Convert the stretch of the listing from the line containing "Where can you see the cloud?" through the end of the listing into a numbered list, one line per item, with blank lines omitted and nothing else included.

....

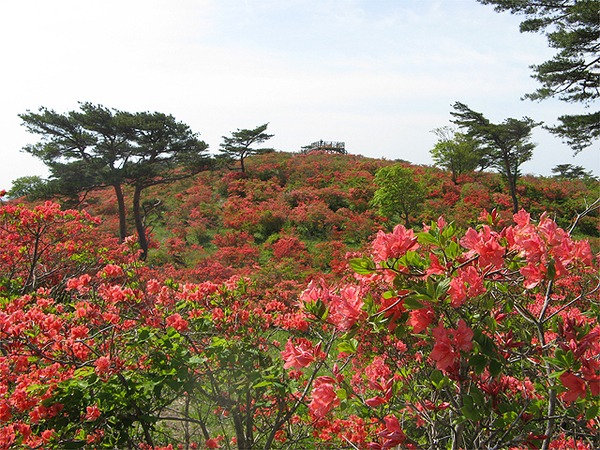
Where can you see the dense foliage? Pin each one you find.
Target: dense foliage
(572, 75)
(278, 309)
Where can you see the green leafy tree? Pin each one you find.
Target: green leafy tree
(239, 145)
(573, 74)
(28, 186)
(164, 151)
(507, 143)
(457, 152)
(400, 195)
(97, 147)
(84, 150)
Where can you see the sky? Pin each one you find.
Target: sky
(379, 75)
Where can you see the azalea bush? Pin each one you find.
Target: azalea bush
(486, 339)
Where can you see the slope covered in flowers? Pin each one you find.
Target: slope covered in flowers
(279, 310)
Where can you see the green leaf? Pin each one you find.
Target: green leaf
(362, 266)
(427, 238)
(592, 412)
(495, 367)
(73, 444)
(477, 396)
(412, 303)
(478, 362)
(262, 384)
(348, 346)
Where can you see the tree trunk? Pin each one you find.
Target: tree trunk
(512, 184)
(122, 212)
(139, 224)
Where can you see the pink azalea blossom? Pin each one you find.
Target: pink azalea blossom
(299, 355)
(324, 398)
(394, 245)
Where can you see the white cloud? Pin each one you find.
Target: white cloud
(379, 75)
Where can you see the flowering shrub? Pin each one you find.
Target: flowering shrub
(487, 339)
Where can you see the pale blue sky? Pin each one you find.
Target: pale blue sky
(377, 74)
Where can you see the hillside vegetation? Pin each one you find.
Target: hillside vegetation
(284, 307)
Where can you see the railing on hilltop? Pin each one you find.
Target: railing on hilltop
(327, 146)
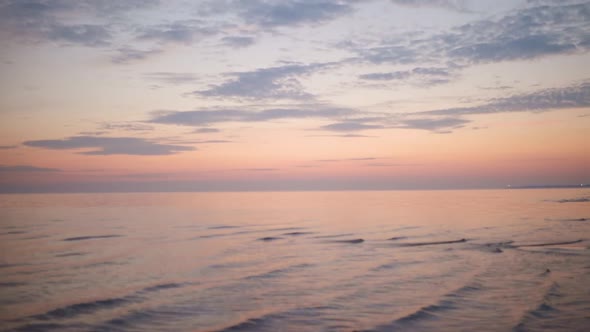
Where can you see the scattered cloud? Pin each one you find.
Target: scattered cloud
(458, 5)
(350, 125)
(422, 76)
(206, 131)
(183, 32)
(172, 78)
(272, 14)
(528, 33)
(265, 83)
(54, 20)
(441, 125)
(207, 117)
(129, 55)
(26, 169)
(126, 126)
(238, 41)
(110, 145)
(575, 96)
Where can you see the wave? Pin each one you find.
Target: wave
(351, 241)
(574, 200)
(543, 311)
(278, 272)
(269, 238)
(85, 308)
(333, 236)
(309, 317)
(418, 244)
(91, 237)
(297, 233)
(547, 244)
(430, 312)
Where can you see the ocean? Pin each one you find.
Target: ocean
(466, 260)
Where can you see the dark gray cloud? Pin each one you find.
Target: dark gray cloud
(49, 20)
(576, 96)
(26, 169)
(265, 83)
(207, 117)
(528, 33)
(109, 145)
(238, 41)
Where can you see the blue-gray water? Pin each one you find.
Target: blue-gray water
(303, 261)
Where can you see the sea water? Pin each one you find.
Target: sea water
(472, 260)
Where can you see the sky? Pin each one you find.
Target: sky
(223, 95)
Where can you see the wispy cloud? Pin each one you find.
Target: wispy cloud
(238, 41)
(207, 117)
(206, 130)
(265, 83)
(110, 146)
(127, 55)
(126, 126)
(184, 32)
(575, 96)
(421, 76)
(172, 78)
(291, 12)
(26, 169)
(529, 33)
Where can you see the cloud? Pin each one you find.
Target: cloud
(207, 117)
(238, 41)
(459, 5)
(128, 55)
(272, 14)
(350, 126)
(110, 146)
(172, 78)
(423, 76)
(265, 83)
(82, 34)
(529, 33)
(26, 169)
(183, 32)
(126, 126)
(575, 96)
(55, 20)
(441, 125)
(206, 130)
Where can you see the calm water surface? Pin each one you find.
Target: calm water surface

....

Exercise result
1. Where can you see the cloud? Pin each one you find.
2. Target: cloud
3. (207, 117)
4. (238, 41)
5. (459, 5)
6. (128, 55)
7. (272, 14)
8. (350, 126)
9. (110, 146)
10. (172, 78)
11. (423, 76)
12. (265, 83)
13. (82, 34)
14. (529, 33)
15. (26, 169)
16. (183, 32)
17. (126, 126)
18. (575, 96)
19. (55, 20)
20. (441, 125)
21. (206, 130)
22. Where can you see the calm water surface? Pin each one you find.
23. Target: calm water surface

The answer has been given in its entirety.